## Instruction
Quote all entries exactly, leaving pictures aside.

--- Entries shown ---

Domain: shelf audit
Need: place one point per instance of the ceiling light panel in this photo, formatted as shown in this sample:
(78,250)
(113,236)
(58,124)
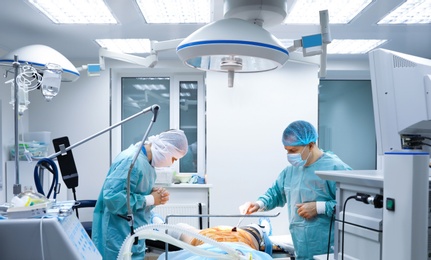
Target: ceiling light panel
(175,11)
(126,45)
(410,12)
(353,46)
(340,11)
(75,11)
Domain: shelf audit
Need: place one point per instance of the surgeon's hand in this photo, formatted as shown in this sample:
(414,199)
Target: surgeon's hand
(307,210)
(249,208)
(161,195)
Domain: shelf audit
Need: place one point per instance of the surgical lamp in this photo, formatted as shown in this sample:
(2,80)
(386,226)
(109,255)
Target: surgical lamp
(36,66)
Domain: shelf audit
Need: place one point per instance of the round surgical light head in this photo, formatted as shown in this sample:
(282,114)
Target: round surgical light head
(232,44)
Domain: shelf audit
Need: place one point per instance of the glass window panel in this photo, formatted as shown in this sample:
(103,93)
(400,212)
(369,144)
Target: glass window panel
(137,94)
(188,102)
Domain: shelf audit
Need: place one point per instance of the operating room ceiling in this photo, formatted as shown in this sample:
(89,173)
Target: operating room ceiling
(21,25)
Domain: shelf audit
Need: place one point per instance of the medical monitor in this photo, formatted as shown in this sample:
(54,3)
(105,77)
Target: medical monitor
(401,85)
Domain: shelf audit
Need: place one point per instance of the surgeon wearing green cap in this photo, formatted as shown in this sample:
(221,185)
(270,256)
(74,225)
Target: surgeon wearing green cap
(110,229)
(310,200)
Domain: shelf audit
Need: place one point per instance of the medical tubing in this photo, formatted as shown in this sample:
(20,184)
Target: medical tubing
(155,109)
(150,231)
(344,217)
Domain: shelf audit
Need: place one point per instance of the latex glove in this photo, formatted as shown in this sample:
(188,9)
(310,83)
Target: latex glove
(307,210)
(161,195)
(248,208)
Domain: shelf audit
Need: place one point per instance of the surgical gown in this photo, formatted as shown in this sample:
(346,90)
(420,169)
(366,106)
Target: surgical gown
(298,185)
(109,229)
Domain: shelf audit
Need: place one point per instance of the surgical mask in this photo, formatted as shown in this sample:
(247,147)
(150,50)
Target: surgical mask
(296,159)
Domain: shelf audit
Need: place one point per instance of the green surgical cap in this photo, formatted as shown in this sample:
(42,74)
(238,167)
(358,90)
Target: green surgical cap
(299,133)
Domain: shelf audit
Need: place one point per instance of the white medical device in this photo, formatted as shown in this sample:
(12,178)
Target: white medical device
(46,238)
(399,229)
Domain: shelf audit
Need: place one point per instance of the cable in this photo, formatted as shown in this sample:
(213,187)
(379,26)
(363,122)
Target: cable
(41,238)
(329,237)
(344,217)
(50,165)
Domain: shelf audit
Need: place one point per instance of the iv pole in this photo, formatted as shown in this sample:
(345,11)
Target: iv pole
(17,185)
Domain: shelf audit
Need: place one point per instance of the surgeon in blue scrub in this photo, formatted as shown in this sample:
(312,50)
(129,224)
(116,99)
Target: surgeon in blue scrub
(310,200)
(109,228)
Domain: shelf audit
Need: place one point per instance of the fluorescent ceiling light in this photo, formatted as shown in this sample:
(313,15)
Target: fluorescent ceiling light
(175,11)
(149,86)
(75,11)
(340,11)
(350,46)
(412,11)
(345,46)
(126,45)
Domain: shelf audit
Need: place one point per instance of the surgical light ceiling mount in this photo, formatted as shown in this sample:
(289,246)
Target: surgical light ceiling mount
(238,43)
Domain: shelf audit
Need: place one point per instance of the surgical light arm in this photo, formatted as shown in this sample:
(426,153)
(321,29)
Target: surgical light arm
(316,44)
(149,62)
(154,109)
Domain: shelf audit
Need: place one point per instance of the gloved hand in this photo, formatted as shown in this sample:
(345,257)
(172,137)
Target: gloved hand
(307,210)
(161,195)
(248,208)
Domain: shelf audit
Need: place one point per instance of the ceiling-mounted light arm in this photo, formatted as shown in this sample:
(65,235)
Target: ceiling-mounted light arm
(316,44)
(326,39)
(148,62)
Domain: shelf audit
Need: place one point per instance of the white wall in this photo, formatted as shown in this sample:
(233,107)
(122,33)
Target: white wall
(244,128)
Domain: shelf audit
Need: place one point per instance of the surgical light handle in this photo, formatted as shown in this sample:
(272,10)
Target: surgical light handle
(129,209)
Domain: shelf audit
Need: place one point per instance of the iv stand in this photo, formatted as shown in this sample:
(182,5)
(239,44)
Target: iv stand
(17,185)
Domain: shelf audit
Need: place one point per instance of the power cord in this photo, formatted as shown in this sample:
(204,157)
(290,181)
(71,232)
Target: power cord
(377,201)
(344,217)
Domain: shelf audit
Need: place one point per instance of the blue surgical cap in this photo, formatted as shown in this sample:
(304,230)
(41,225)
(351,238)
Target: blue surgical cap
(299,133)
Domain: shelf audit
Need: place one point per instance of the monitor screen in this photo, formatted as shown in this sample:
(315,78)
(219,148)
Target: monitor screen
(401,85)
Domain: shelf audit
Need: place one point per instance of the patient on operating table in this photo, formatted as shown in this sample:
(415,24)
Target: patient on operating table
(251,235)
(246,240)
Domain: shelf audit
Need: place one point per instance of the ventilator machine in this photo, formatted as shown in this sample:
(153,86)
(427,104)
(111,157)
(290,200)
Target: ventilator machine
(384,213)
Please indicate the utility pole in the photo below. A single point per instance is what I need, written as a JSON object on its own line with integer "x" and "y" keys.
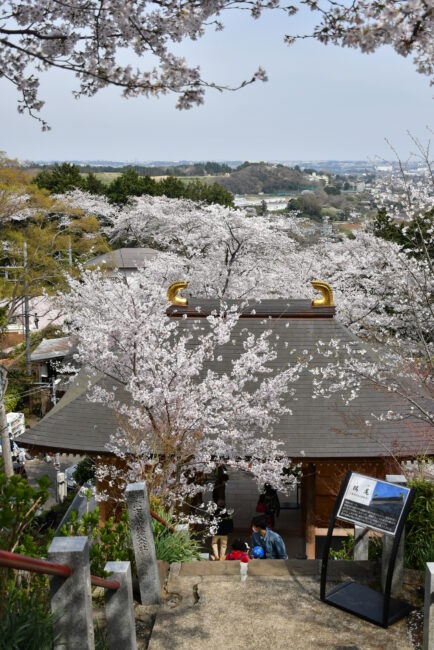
{"x": 6, "y": 444}
{"x": 26, "y": 313}
{"x": 53, "y": 391}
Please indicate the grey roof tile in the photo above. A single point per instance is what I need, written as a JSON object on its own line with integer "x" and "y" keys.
{"x": 320, "y": 428}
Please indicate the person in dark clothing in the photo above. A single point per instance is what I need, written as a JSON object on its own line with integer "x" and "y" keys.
{"x": 221, "y": 478}
{"x": 272, "y": 543}
{"x": 225, "y": 526}
{"x": 269, "y": 504}
{"x": 240, "y": 551}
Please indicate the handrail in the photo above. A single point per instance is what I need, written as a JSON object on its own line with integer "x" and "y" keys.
{"x": 16, "y": 561}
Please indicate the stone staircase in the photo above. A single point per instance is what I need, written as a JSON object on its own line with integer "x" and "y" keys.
{"x": 207, "y": 607}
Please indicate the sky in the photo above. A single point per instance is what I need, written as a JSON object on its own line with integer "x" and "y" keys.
{"x": 321, "y": 102}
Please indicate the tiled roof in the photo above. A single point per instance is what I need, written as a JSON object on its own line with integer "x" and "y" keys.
{"x": 54, "y": 349}
{"x": 318, "y": 428}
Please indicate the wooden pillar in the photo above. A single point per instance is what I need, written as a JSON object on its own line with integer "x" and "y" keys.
{"x": 310, "y": 511}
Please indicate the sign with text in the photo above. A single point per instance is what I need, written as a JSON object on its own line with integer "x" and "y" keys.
{"x": 371, "y": 503}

---

## Written response
Domain: shelf audit
Need: place one point per instance of the ceiling light panel in this photo, formatted as shown in this sample:
(78,250)
(113,236)
(58,124)
Target: ceiling light panel
(175,11)
(126,45)
(410,12)
(353,46)
(340,11)
(75,11)
Domain: shelf audit
Need: place one point per instance of the surgeon's hand in this photo, formatted as shown in this sample:
(414,199)
Target: surgeon's hand
(307,210)
(249,208)
(161,195)
Domain: shelf audit
Need: place one point per instance of the surgical lamp in this photo, formatted as shown in this sample:
(2,80)
(386,226)
(109,255)
Target: surgical lamp
(36,66)
Domain: shelf audit
Need: place one point per instance of the round surgical light head in this photo, formatted as shown in this sample:
(282,114)
Target: round surgical light head
(232,44)
Domain: shelf audit
Need: place one point per instance of the glass window panel in this photo, formatted as shown in this sample:
(103,93)
(400,212)
(369,144)
Target: glass window panel
(137,94)
(188,102)
Domain: shelf audit
Need: place one point per instance of the operating room ceiling in this photo, formatted as shown in this sample:
(89,173)
Target: operating room ceiling
(21,25)
Domain: shelf audit
Need: place one point per instance of the medical monitor in this photo, formatted as shown in this sample:
(54,3)
(105,77)
Target: medical monitor
(401,85)
Domain: shelf audit
Need: place one point per instance of the surgeon wearing green cap in this photo, formatted as shown in this sample:
(221,185)
(270,256)
(74,225)
Target: surgeon wearing green cap
(110,229)
(310,200)
Domain: shelf audit
Need: place one point per instance of the medical tubing in this photo, formatted as shown in this sample:
(20,184)
Target: medical tubing
(155,109)
(150,231)
(344,217)
Domain: shelf audit
Need: place one point per instance of the latex glove in this photo, formatted as shown in this sample:
(188,9)
(310,83)
Target: latex glove
(307,210)
(161,195)
(248,208)
Domain: shelf audit
Need: place one point per instance of the surgical gown in this photo, formatted as shown in this sample:
(346,90)
(420,169)
(366,106)
Target: surgical gown
(298,185)
(109,229)
Domain: shelf audit
Need: place one point per instance of the surgical mask in this photo, formatted as shown in this sample:
(247,147)
(150,50)
Target: surgical mask
(296,159)
Domain: shelf audit
Need: place one point per instance of the green surgical cap in this photo, formatted as shown in this sample:
(42,74)
(238,167)
(358,90)
Target: green surgical cap
(299,133)
Domain: shelf audit
Need: place one point per instance of the white medical device in this photo, formatted as shown in this sample:
(12,178)
Target: white medical device
(46,238)
(399,229)
Domain: shelf audit
Need: place one point per instance of the cable in this photo, formatted as shown in this sample:
(213,187)
(379,26)
(363,122)
Target: cable
(41,238)
(329,237)
(344,217)
(50,165)
Domain: shelf audit
Need: place one point per instance of the iv pole in this photo, formatted as shown in this sample:
(345,11)
Target: iv pole
(17,185)
Domain: shelf audit
Need: place one point per instance of the surgeon in blue scrub in this photo, formatted as shown in this sample:
(312,50)
(129,224)
(116,99)
Target: surgeon in blue scrub
(310,200)
(109,228)
Domain: shelf audit
Need: place one point per instance of the fluorescent ceiling light in this photo, formatted as shown in this sample:
(313,15)
Target: fluorescent ceiling light
(175,11)
(149,86)
(75,11)
(340,11)
(350,46)
(412,11)
(345,46)
(126,45)
Domain: shelf audit
Need: place one point per instance of the surgical light ceiling mount in this photo, formatted as shown in this sample:
(289,246)
Target: surgical light ceiling mount
(238,43)
Domain: shelf audit
Need: place one point per instance of the surgical light arm in this photo, formatted as shown in this sample:
(426,153)
(321,29)
Target: surgical light arm
(316,44)
(149,62)
(154,109)
Domain: shelf audit
Need: place one point per instance of the gloved hand in this photo, formatted as shown in this sample:
(345,257)
(172,137)
Target: gloved hand
(307,210)
(161,195)
(248,208)
Domain: shelf audit
Need: place one point per instance of the ceiling-mounted light arm in this photo, formatted as shown in this sample:
(65,235)
Target: ceiling-mounted light arm
(316,44)
(326,39)
(148,62)
Domain: shelf audit
Need: place one point per instance of the white wall in this photo, formatted as shown in this sample:
(233,107)
(122,33)
Target: white wall
(244,128)
Domain: shelf audit
Need: place one point per instance of the surgical light handle in this photo, formatted as shown in this sample:
(272,10)
Target: surgical light handle
(129,209)
Domain: shelf audit
Need: place one point per instance of the iv stand in this photo, formatted as shown in this sample:
(182,5)
(239,44)
Target: iv stand
(17,185)
Domain: shelf audit
Need: place one point per instance of the power cord in this photo, formatted as shown in this sample:
(204,157)
(290,181)
(71,232)
Target: power cord
(377,201)
(344,217)
Domain: shelf audit
Need: place one point per instance of the blue surgical cap in this photo, formatted as shown in this sample:
(304,230)
(41,225)
(351,238)
Target: blue surgical cap
(299,133)
Domain: shelf audit
Need: place one point per instance of the monitor screen in this photo, formatted as shown in this sample:
(315,78)
(219,148)
Target: monitor screen
(401,85)
Domain: shelf audit
Need: place one point per instance of the patient on operating table in this photo, formatted as shown in this sample:
(415,24)
Target: patient on operating table
(251,235)
(246,240)
Domain: shelf audit
Need: place one point per instance of the ventilator machine in this photo, formatted as shown in this sample:
(153,86)
(427,104)
(111,157)
(290,200)
Target: ventilator machine
(384,213)
Please indicate the utility pole in the photo below. A single point per instance is what I need, written as a JSON object on its own line with integer "x" and "y" keys.
{"x": 6, "y": 444}
{"x": 26, "y": 313}
{"x": 53, "y": 391}
Please indicate the grey roof tile in the photo above. A single point per instance is what I need, written as a JSON object on its own line with integer "x" and "y" keys.
{"x": 320, "y": 428}
Please indicate the person in dark clothing in the photo above. A single point per instance is what I need, written as a JSON object on its own line with integer "x" and "y" keys.
{"x": 221, "y": 478}
{"x": 272, "y": 543}
{"x": 225, "y": 526}
{"x": 269, "y": 504}
{"x": 240, "y": 551}
Please indicate the handrail in the photo above. A single point per instance is what I need, written as a JSON object on its own line with integer "x" and "y" keys.
{"x": 16, "y": 561}
Please indicate the stone staircase in the photo above. A single point per instance is what I need, written as a JSON object on its own line with integer "x" and "y" keys.
{"x": 207, "y": 607}
Please indicate the sky in the photo above. A single point per instance is what I need, written as a JSON object on its own line with integer "x" and "y" keys.
{"x": 321, "y": 102}
Please indicate the tiled roof in the photo above. A single point per instance is what I need, written as a JSON object on its own line with integer "x" and "y" keys.
{"x": 54, "y": 349}
{"x": 318, "y": 428}
Please indicate the wooden pillar in the photo above. A single point per instance is what I need, written as a JSON object on its own line with integer "x" and "y" keys.
{"x": 310, "y": 511}
Please indicate the sign with text in the photo above. A single point per instance is what I need, written as a JSON object on its own line with integer "x" and "y" keys.
{"x": 371, "y": 503}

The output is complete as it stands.